Task details:
In the blog entries below, how many minutes did the Saint say it would take her to get there and drive for Steph?

Given text:
────────────────────

Thursday, April 22, 2010

A LIttle Help From My Friends

I've been sick this week. Trivia last weekend must have gotten to me. On Tuesday, I thought I was just still tired and spring allergies were acting up. By Wednesday, I was kind of miserable.

I tried to go to work this morning. Steph and I were supposed to teach a class all day today together. I didn't want to leave her hanging.

J-boy texted me and asked how I was feeling this morning. I told him I felt like suck.

Two minutes later I got a phone call from the Saint.

It went a lot like this:

Saint: You need to go home.
Me: I'm okay...
Saint: You sound terrible. Go home.
Me: I'm not planning on staying all day...
Saint: I can be there in 15 minutes to drive for Steph.
Me: Actually, I was planning to teach my part this morning...
Saint: Do you hate yourself? Go home. I'll be there in 15 minutes.
Me: Ok, mom.

There is no arguing with the Saint. She orders you home, you go home.

The Saint helped out with the class in the morning and J-boy helped in the afternoon. It's nice that there are people I can count on to pick up the slack so I can stay home and be miserable in peace.

Writing this blog was taxing. I'm going to go lay down now.

Wednesday, March 31, 2010

Seasons

I never thought I was one of those people who were affected by the seasons. In fact, I thought that people who claimed that they were affected were full of shit.

Then.
Then, the sun came out. I have spent time outdoors whenever possible since the weather started getting nice. I can't get enough of the sunshine on my skin.
On days when I spend time outside, I'm unreasonably happy.
I thought I was going crazy happy.

I'm pretty sure it's due to the weather.
Who knew?

I stand corrected.

Tuesday, March 30, 2010

Pimp

Have you tried Special K's Fruit Crisps?
They are fantastic. They are the closest you are going to get to a Pop-Tart for 100 calories.

Hmmmm... remember Pop-Tarts? No, not really. Sigh.

I keep pimping the Fruit Crisps to everybody I know, cause when you don't get junk food, even junk food adjacent is a happy, delicious thing.

But, seriously, they're really pretty good.

You. Are. Welcome.

Monday, March 29, 2010

Yikes!

So, about a month ago I got a Facebook friend request from Dude. I didn't really know who he was, but he lives close to me and he works at the car dealership where I get my oil changed. I thought maybe he was the guy I talk to up there, so I accepted the friend request. I thought, why not?

────────────────────

Listing:
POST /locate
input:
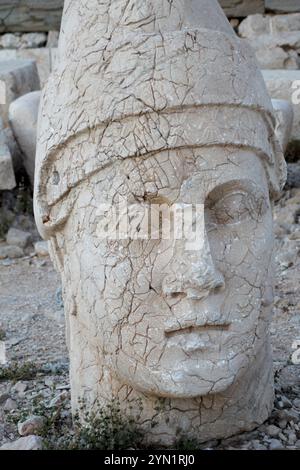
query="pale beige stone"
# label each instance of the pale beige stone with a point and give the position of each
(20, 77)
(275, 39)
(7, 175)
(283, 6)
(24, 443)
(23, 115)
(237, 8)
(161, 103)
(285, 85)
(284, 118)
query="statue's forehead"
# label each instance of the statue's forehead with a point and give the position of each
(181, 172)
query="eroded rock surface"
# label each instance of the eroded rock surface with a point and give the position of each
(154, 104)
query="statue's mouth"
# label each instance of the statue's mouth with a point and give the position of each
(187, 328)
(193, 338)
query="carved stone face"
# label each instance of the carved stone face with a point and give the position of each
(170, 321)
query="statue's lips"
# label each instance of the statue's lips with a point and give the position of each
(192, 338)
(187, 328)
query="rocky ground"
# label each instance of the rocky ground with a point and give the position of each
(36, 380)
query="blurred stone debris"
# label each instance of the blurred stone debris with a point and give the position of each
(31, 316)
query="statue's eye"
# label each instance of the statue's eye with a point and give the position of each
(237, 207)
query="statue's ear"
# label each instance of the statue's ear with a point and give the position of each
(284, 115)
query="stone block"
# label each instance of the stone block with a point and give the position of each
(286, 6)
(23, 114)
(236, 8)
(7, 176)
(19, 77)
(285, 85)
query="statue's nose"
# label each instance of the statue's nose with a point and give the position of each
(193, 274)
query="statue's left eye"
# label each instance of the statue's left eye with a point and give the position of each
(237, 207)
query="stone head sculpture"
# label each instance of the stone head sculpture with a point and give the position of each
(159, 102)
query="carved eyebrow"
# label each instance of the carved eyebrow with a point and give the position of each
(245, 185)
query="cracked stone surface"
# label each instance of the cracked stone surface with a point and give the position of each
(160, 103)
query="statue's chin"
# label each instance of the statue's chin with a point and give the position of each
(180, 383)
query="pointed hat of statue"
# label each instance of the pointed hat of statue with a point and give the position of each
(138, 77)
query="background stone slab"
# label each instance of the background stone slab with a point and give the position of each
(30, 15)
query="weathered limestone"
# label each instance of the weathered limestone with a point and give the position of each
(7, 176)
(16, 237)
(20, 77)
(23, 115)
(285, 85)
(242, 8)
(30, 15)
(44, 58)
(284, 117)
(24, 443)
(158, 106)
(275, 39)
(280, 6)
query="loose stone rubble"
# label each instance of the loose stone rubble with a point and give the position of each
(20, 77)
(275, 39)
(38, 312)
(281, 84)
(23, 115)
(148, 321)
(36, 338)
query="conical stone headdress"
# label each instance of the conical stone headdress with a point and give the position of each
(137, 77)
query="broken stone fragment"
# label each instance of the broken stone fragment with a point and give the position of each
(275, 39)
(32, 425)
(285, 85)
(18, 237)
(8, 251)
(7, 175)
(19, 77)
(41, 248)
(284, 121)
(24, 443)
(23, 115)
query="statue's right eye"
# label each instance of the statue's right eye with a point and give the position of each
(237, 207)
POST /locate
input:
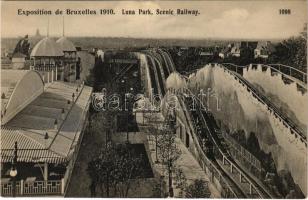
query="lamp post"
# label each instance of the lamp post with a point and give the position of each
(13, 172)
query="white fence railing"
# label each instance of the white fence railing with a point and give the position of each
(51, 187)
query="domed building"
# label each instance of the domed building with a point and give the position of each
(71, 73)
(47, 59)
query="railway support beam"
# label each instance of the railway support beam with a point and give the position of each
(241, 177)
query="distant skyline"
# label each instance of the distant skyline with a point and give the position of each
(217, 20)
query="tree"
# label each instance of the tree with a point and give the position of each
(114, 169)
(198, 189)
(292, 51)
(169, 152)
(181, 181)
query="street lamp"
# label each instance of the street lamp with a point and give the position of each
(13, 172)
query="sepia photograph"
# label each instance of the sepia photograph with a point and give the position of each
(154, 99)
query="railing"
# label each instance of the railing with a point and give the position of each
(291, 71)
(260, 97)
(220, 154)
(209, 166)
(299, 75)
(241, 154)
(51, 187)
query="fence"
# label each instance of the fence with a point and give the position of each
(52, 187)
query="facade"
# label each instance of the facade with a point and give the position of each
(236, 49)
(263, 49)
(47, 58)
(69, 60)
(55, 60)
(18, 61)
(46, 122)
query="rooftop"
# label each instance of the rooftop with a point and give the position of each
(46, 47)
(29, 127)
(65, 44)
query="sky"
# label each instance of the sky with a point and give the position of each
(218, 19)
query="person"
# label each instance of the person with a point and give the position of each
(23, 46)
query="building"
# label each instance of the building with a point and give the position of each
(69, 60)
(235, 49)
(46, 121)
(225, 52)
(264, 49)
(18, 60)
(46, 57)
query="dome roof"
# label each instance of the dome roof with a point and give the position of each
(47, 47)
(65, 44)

────────────────────

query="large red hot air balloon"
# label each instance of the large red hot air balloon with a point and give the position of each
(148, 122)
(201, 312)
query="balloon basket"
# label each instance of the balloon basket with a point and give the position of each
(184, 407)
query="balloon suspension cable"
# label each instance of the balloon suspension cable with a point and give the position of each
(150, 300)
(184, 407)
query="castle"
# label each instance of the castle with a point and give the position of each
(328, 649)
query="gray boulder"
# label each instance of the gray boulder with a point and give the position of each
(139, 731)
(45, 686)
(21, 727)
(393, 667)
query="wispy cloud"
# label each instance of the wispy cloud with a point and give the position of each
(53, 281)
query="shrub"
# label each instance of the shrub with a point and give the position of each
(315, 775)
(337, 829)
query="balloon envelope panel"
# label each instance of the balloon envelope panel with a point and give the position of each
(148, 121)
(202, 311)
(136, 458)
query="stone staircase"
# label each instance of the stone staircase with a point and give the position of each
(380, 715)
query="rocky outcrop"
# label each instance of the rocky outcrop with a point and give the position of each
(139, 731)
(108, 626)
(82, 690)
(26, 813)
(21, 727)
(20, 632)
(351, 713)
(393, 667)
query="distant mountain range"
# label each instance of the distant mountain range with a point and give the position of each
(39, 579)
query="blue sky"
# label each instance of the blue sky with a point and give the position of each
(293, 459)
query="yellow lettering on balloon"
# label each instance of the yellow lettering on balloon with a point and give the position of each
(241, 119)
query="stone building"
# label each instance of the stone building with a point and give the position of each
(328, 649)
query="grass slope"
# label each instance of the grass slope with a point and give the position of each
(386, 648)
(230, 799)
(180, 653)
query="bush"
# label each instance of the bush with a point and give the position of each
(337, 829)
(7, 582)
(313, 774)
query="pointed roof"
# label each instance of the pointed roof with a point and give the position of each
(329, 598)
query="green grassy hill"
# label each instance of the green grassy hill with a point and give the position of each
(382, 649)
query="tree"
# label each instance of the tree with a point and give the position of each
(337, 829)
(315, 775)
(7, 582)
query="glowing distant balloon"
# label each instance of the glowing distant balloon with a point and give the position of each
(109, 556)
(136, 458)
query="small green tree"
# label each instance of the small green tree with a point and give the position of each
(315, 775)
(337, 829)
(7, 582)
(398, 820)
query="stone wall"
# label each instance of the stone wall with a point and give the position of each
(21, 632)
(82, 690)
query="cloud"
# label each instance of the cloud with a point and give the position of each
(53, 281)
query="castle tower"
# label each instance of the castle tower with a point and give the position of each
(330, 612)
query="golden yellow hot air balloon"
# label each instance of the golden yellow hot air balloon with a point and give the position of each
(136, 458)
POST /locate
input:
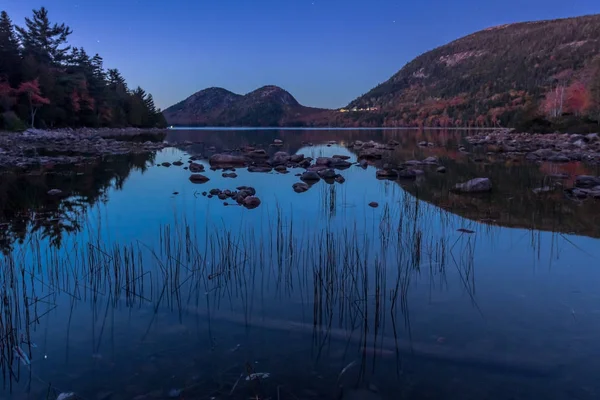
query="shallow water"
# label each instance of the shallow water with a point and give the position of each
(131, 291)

────────────────────

Response to the task:
15 minutes.